Top ten French wines

Britons love New World wines but across the Channel, something stirs. France is fighting back, writes Jonathan Ray

France is fighting back. It's true that in Britain we continue to drink more Australian wine than French, but our chums across the Channel do seem to have risen to the challenge from the New World - and from elsewhere in the Old - by producing some hugely enjoyable and very interesting stuff of late.


Crates of French wine
On the case: French wine is fighting back

Yes, prices in Bordeaux and Champagne continue to rise, with modestly-priced examples in either region hard to come by, but elsewhere in France fascinating and rewarding wines are easily found.

Alsace remains a particular favourite of mine, with tasty, aromatic, food-friendly whites of a style and charm that you simply won't find anywhere else.

The Rhône Valley is hard to beat for reds of real character and value, while Languedoc-Roussillon and the more obscure appellations of the Loire, southwest France and Provence are home to some delightfully quirky and individual wines, made both from the classic varieties as well as from rediscovered and revitalised local ones.

Although the euro is working against us, I have found myself turning more and more to French wines in the past few months. Listed here are 10 that I have particularly enjoyed.

THE TOP 10

1) 2006 Bourgogne Chardonnay 13% vol (£7.99; Marks & Spencer)

Made by the Nicolas Potel stable from hand-picked grapes grown in and around the village of Meursault, this is an absolute belter of a white burgundy. With its soft supple fruit, well-judged use of French oak and juicy finish it could pass for something far grander. Match it with creamy fish dishes or chicken and mushroom pie.

2) 2005 Château Barreyres, Haut-Médoc, Cru Bourgeois 13% vol (£8.99; Sainsbury's)

As we all know, 2005 was a cracking year for red bordeaux and the big names were bought up long ago en primeur or remain prohibitively expensive. But for well under a tenner, Château Barreyres is superb value.

With ripe, smooth blackcurrant and black cherry fruit and structured tannins, it is drinking beautifully now and will continue to improve. Ideal for the Sunday roast.

3) 2006 Bourgogne Pinot Noir 13% vol (£7.99; Marks & Spencer)

Made from 50-year-old vines, this is the red equivalent of the chardonnay above and is similarly great value. 2006 was a marvellous year for grape ripeness and there's no shortage of spicy, jammy fruit on the palate with silky soft tannins and hints of vanilla. The classic match for boeuf bourguignon, it can also partner grilled tuna steak, bangers and mash or simple salads.

□ □ □ □ □

**Problem:**
Answer these from the French wine article above:
1. Which region does the writer call hard to beat for reds of real character and value?
2. What price and retailer are listed for the 2005 Château Barreyres?
3. How old are the vines used for the 2006 Bourgogne Pinot Noir?

**Source data:**
□ □ □ □ □

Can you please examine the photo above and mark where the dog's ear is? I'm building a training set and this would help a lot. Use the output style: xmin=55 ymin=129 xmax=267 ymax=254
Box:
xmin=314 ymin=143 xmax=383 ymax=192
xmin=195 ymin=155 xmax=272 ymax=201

□ □ □ □ □

**Solution for this exercise:**
1. The Rhône Valley.
2. £8.99, at Sainsbury's.
3. 50 years old.